What this exercise asks:
#1 Could you reproduce the passage about the Nepal detentions between "Cinquanta’s flight from" and "detentions and deportation.", inclusive?
#2 Does the passage about the Nepal detentions agree with each statement below? Answer yes or no for each, and quote the exact words that decide it. (a) Cinquanta's flight from Kathmandu was scheduled for the evening of April 24. (b) Shrivastava had to fly to Kathmandu. (c) The Christians were detained while distributing materials on the streets.

It should be expected that as a Christian she would be interested in seeing how Christians in other areas worship, she said.

“If I were a Hindu, I would be interested to go to visit temples, and no one would have complained,” Cinquanta said. “But because I go and participate in a Christian program, I’m accused of trying to convert people to a religion. And I’m accused entirely on the basis of my travel agent also being a pastor and not based on what I personally was doing. This is a serious human rights violation.”

Cinquanta’s flight from Kathmandu was scheduled to leave this evening (April 24). Pastor Poudel had to fly to Kathmandu Tuesday morning (April 23), while Shrivastava had to return to India by bus by 2 p.m. Wednesday, though they were still under police remand, according to Bista.

Christian leaders in Nepal expressed their shock at the detentions and deportation.

“When detained, these Christians were not preaching or roaming on the streets or even distributing anything,” Pastor Sagar Baizu, spokesperson of the Federation of National Christians in Nepal (FNCN), told Morning Star News. “They were detained from their hotel rooms in early morning hours. It is shocking that they are kept in the police custody since 7:30 in the morning and not being released.”

Extracted material:
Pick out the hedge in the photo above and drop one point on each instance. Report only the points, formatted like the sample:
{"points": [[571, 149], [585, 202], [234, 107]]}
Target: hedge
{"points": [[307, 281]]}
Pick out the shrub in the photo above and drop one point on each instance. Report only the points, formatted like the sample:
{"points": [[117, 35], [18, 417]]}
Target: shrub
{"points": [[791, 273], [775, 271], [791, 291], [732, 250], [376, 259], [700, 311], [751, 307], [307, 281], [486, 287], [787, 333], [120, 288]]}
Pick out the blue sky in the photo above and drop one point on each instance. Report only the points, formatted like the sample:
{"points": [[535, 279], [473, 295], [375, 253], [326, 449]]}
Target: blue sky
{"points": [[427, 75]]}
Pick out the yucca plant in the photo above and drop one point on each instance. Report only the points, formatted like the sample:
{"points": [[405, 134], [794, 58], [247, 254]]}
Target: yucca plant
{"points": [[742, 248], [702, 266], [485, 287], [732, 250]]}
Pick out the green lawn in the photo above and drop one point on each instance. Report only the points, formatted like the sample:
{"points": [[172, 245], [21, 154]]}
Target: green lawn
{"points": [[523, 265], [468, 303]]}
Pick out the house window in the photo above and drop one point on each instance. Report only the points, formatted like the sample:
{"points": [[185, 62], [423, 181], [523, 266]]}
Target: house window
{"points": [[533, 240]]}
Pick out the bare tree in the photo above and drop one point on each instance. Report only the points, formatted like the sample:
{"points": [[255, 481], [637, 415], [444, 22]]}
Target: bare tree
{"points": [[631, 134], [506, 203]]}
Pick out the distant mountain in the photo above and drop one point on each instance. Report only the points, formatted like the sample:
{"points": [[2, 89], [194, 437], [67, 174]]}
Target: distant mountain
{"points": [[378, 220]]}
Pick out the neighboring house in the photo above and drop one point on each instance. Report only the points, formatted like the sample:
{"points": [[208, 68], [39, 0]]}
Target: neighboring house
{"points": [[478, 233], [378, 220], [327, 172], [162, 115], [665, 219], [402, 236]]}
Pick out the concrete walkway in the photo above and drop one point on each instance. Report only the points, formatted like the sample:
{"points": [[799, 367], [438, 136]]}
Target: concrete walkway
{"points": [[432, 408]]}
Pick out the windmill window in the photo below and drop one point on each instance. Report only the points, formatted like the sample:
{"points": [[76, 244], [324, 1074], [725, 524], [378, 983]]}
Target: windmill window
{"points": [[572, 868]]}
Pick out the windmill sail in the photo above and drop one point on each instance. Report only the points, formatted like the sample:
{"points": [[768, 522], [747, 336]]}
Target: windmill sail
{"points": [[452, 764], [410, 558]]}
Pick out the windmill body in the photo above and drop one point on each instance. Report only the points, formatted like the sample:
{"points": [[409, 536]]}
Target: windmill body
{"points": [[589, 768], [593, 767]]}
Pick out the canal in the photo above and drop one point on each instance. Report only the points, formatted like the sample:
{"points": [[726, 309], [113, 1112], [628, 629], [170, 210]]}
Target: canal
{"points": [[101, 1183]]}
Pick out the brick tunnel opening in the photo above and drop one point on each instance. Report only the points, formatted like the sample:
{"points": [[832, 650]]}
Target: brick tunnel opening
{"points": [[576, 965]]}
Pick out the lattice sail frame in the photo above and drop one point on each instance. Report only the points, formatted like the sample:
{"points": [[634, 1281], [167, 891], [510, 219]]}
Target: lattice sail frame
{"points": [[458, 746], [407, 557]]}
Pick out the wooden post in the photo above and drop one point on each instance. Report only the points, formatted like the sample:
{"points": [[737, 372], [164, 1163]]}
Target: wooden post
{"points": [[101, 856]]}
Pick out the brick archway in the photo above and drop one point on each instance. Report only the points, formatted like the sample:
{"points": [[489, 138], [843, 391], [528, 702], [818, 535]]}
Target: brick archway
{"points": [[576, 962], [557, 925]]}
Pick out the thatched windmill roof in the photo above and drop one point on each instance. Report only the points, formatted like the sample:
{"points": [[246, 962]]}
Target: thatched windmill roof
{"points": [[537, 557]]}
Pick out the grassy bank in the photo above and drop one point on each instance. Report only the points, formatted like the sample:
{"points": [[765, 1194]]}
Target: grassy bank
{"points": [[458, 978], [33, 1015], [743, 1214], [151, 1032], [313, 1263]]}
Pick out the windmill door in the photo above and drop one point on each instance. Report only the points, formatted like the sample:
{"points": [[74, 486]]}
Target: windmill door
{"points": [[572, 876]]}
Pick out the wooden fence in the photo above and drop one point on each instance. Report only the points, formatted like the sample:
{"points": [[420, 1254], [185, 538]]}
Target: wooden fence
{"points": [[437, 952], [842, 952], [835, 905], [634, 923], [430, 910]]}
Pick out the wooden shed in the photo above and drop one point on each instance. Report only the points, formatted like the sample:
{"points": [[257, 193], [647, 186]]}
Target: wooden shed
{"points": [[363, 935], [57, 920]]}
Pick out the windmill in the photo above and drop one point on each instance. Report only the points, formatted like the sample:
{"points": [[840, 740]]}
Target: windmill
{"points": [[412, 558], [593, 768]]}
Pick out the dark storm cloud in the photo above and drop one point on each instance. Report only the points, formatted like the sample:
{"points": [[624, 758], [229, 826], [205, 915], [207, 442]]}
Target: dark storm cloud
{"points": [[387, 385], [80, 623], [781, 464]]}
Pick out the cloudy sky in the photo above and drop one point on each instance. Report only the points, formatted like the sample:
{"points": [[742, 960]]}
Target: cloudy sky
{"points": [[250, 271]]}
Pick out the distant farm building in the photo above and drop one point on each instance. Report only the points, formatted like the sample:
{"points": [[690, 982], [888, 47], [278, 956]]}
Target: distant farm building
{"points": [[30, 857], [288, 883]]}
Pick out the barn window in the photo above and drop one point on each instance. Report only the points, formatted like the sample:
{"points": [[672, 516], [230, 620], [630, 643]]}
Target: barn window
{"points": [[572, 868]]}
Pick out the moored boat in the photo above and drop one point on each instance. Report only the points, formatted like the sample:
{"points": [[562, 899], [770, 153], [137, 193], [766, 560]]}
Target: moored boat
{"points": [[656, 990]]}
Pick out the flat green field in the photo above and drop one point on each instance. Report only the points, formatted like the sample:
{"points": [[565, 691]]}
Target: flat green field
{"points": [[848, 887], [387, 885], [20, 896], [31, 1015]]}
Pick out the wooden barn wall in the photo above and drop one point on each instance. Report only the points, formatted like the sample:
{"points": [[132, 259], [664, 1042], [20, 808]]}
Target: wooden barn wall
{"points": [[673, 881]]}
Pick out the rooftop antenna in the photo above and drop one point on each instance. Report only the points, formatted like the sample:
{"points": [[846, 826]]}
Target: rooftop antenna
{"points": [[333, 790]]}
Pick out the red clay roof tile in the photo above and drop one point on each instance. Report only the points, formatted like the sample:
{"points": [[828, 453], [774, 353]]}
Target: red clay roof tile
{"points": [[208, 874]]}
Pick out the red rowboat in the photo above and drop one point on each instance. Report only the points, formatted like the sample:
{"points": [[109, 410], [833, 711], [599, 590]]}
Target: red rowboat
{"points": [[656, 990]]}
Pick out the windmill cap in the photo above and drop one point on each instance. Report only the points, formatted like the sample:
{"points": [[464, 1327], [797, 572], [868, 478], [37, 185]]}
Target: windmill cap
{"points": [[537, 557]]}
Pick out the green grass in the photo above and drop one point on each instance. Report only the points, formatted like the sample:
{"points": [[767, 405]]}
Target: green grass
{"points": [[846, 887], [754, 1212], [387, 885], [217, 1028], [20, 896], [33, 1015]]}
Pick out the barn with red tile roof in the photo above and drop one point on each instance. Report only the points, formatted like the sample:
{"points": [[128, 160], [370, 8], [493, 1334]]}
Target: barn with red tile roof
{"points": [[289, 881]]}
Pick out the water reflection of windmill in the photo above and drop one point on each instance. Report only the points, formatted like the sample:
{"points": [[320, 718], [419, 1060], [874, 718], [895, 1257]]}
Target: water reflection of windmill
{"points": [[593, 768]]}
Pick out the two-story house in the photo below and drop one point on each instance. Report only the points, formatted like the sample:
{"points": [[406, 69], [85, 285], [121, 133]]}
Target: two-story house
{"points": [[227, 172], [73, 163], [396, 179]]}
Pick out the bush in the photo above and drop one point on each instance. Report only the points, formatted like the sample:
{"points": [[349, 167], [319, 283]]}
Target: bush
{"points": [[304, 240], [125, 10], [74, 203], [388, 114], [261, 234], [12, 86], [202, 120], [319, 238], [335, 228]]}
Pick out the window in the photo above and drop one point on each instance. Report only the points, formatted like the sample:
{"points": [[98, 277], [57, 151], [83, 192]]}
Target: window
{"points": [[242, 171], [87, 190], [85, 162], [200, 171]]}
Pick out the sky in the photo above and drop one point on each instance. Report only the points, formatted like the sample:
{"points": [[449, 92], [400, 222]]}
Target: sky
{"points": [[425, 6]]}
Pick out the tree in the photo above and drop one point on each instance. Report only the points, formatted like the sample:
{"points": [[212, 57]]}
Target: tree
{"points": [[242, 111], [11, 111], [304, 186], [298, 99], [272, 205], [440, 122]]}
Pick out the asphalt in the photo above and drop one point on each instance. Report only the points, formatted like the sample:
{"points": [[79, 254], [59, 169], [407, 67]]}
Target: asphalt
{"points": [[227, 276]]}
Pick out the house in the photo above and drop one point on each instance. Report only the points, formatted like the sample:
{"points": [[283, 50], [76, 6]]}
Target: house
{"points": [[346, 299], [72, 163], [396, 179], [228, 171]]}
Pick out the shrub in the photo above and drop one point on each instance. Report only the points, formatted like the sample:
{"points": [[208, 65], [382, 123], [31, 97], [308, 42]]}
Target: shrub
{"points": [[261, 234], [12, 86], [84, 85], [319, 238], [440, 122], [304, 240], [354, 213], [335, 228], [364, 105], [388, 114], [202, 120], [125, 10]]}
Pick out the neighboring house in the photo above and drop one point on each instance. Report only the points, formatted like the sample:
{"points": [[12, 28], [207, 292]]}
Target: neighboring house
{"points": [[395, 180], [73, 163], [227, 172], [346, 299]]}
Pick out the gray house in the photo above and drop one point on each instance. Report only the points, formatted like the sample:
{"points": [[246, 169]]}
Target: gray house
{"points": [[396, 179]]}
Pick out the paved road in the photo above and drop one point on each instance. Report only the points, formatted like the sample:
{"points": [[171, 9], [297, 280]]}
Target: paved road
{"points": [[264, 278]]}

List of solutions:
#1
Cinquanta’s flight from Kathmandu was scheduled to leave this evening (April 24). Pastor Poudel had to fly to Kathmandu Tuesday morning (April 23), while Shrivastava had to return to India by bus by 2 p.m. Wednesday, though they were still under police remand, according to Bista.

Christian leaders in Nepal expressed their shock at the detentions and deportation.

#2
(a) Yes: "Cinquanta’s flight from Kathmandu was scheduled to leave this evening (April 24)."
(b) No: "Shrivastava had to return to India by bus by 2 p.m. Wednesday"
(c) No: "They were detained from their hotel rooms in early morning hours."